Records from a data source

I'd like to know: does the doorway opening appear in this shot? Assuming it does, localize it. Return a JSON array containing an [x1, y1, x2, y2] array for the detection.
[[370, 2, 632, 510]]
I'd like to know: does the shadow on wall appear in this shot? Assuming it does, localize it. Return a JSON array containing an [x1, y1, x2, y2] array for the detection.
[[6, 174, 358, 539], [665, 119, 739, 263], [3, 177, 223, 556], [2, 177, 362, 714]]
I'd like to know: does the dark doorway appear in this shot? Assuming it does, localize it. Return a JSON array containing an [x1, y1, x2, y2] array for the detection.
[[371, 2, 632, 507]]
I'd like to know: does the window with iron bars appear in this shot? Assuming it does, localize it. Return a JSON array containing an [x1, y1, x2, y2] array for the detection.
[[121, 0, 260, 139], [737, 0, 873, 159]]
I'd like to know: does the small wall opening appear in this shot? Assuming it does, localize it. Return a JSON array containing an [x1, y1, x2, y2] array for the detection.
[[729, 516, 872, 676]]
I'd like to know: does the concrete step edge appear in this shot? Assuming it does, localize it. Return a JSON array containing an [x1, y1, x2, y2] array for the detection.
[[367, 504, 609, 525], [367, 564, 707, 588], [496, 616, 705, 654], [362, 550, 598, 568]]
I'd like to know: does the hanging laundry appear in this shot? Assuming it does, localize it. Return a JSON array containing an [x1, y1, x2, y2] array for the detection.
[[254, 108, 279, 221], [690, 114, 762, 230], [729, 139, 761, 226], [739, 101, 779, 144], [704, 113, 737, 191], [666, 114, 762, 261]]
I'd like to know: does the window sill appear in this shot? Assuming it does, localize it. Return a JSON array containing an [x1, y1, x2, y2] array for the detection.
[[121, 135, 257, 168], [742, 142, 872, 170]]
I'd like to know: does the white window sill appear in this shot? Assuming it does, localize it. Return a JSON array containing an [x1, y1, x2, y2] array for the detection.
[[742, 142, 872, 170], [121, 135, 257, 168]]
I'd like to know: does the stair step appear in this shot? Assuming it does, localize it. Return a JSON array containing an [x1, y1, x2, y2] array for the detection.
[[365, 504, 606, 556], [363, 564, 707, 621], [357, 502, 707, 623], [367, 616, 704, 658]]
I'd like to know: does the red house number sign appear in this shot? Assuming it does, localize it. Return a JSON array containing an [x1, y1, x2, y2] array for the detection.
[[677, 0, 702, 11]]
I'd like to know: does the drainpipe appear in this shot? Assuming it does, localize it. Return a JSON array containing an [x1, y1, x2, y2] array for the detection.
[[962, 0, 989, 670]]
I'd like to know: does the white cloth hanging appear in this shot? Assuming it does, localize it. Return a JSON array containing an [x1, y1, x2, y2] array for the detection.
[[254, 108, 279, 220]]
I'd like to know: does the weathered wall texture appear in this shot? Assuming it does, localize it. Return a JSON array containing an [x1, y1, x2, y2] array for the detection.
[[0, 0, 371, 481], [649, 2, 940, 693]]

> **WHAT TO WORK ON**: Set down the line that contains "I'd like to know: does the weathered" exactly. Do the same for each later line of the data, through the end, and add nothing.

> **SOLUTION FOR THIS EXERCISE**:
I'd like to know: does the weathered wall texture appear in this shot? Assuming it does, localize it. Return a JSON array containing an [x1, y1, x2, y2] array for the detection.
[[0, 0, 371, 481], [649, 2, 940, 693]]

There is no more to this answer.